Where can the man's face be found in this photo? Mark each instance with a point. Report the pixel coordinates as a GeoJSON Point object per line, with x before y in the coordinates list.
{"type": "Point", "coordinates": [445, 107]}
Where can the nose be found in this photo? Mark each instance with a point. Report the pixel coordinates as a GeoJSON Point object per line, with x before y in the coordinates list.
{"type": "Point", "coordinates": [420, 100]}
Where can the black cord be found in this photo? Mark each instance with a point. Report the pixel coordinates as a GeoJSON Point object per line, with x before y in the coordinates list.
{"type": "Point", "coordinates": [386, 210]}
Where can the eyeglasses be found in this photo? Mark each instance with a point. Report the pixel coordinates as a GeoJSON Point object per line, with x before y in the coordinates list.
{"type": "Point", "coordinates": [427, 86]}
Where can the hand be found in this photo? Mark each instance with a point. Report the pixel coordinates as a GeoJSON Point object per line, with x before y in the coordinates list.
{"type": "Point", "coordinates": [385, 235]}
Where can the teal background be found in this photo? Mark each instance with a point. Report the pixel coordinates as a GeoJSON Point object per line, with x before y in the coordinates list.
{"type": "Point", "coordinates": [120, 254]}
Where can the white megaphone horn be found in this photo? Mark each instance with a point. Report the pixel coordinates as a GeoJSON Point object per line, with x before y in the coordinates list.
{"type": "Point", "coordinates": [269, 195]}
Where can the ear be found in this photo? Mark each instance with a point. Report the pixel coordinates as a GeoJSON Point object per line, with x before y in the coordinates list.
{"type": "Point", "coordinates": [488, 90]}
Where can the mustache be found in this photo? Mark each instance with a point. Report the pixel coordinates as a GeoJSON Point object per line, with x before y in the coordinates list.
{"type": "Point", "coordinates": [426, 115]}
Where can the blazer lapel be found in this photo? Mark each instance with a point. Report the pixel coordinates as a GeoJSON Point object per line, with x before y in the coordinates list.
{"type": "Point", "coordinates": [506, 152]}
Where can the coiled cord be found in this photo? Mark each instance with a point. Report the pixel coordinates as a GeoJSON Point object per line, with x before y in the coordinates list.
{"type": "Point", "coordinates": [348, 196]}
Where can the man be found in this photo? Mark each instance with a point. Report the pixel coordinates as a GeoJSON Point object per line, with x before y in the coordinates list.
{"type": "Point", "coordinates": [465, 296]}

* * *

• **About this task**:
Word for word, reproduce all of the material shown above.

• **Result of the task**:
Where can the man's face be found in this photo? Mark each instance with a point. Report the pixel coordinates as a GeoJSON Point object per line, with x before y in the coordinates list.
{"type": "Point", "coordinates": [445, 107]}
Where can the nose be found in this photo? Mark each instance with a point. Report the pixel coordinates as a GeoJSON Point object per line, with x before y in the coordinates list.
{"type": "Point", "coordinates": [420, 100]}
Where can the black cord be found in this photo? Mark each instance with a point. Report the pixel coordinates as a GeoJSON Point object per line, with x before y in the coordinates list.
{"type": "Point", "coordinates": [386, 210]}
Where can the eyeglasses be found in this photo? Mark each instance with a point. Report the pixel coordinates as a GeoJSON Point object per line, with x before y in the coordinates list.
{"type": "Point", "coordinates": [427, 86]}
Where can the hand be found in this photo? Mark each instance with a point. Report the pixel coordinates as a GeoJSON Point object per line, with x before y in the coordinates list.
{"type": "Point", "coordinates": [385, 235]}
Where can the teal background be found in this photo? Mark each instance with a point. Report the pixel coordinates as a GeoJSON Point object per line, with x before y in the coordinates list.
{"type": "Point", "coordinates": [120, 254]}
Where can the white megaphone horn be found in this photo? Mark each instance with a point. Report the pixel coordinates as a GeoJSON Point object per line, with x before y in the coordinates list.
{"type": "Point", "coordinates": [269, 195]}
Where can the ear be found in this photo? Mark each instance with a point. Report the pixel coordinates as a GeoJSON Point object per line, with x before y in the coordinates list.
{"type": "Point", "coordinates": [488, 90]}
Where can the mustache be found in this photo? Mark each instance with a point. Report the pixel coordinates as a GeoJSON Point object per line, with x before y in the coordinates list.
{"type": "Point", "coordinates": [426, 115]}
Where can the blazer lapel be found in this photo? Mark each instance with a point. Report the pixel coordinates as a GeoJSON Point object per line, with x before y in the coordinates list.
{"type": "Point", "coordinates": [506, 152]}
Where can the coiled cord be found in this photo? Mark each instance with a point. Report the pixel coordinates as a GeoJSON Point object per line, with x before y in the coordinates list.
{"type": "Point", "coordinates": [348, 196]}
Where can the man be found in this photo? Mark each instance with a point. Report the pixel coordinates as a GeoJSON Point object per line, with x before y in the coordinates list.
{"type": "Point", "coordinates": [465, 296]}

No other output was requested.